# Passage shown:

>>

The important thing to note here is that from this point onwards, we no longer need access to the original data. Our machine-learning model has been trained on the original dataset but we will be explaining and inspecting it using the synthesized version of the dataset. This means that the auditing and explanation process can be shared with a wide range of stakeholders and communities without concerns about revealing privacy-sensitive information. This is the real value of using synthetic data in your explainable AI practice.

SHAP feature importance

Feature importances are a great first step in better understanding how a machine learning model arrives at its predictions. The resulting bar plots will indicate how much each feature in the dataset contributes to the model’s final prediction.

To start, you will need to import the SHAP library and calculate the so-called shap values. These values will be needed in all of the following model explanation steps.

<<

# Supplied material:

>>

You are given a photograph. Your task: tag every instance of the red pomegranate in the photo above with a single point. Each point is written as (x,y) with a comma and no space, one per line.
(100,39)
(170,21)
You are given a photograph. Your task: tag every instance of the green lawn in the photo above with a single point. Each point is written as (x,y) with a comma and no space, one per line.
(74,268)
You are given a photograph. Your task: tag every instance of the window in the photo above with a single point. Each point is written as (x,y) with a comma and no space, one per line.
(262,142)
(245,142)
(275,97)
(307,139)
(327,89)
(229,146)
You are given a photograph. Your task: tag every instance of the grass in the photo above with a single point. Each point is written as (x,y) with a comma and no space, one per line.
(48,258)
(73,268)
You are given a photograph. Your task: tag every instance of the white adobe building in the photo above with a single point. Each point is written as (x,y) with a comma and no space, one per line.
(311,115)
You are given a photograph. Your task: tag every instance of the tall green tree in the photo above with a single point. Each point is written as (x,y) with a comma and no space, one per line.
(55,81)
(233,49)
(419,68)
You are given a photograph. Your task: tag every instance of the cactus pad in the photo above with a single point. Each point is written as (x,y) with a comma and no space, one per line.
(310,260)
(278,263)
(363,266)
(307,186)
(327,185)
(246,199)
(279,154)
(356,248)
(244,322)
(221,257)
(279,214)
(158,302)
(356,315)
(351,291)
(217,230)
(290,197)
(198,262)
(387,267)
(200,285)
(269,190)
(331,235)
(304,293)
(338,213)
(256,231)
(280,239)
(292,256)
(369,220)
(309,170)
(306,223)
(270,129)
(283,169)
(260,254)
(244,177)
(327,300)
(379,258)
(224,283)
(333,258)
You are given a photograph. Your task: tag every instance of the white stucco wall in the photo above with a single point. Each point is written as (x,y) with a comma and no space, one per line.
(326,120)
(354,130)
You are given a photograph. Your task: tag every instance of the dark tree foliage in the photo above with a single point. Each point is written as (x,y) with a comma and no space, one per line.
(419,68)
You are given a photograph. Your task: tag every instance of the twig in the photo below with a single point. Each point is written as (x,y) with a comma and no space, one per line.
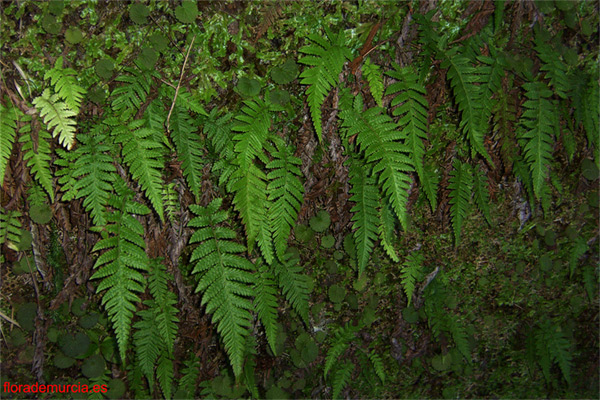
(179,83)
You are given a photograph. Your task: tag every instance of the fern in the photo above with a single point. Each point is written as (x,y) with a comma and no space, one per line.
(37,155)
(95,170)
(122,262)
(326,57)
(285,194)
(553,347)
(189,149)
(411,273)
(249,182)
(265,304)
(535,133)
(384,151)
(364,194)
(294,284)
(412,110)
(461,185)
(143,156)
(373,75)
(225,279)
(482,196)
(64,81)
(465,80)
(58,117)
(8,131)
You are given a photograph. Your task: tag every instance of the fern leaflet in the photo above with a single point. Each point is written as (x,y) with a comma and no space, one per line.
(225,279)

<<
>>

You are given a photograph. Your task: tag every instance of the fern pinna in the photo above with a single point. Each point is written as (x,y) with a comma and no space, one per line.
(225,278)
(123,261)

<<

# Stated exercise:
Render this sentence from the SHAP passage in Spanish: "Feature importances are a great first step in better understanding how a machine learning model arrives at its predictions." Rely only on the passage about synthetic data and SHAP.

# Exercise result:
Las importancias de las características son un excelente primer paso para comprender mejor cómo un modelo de aprendizaje automático llega a sus predicciones.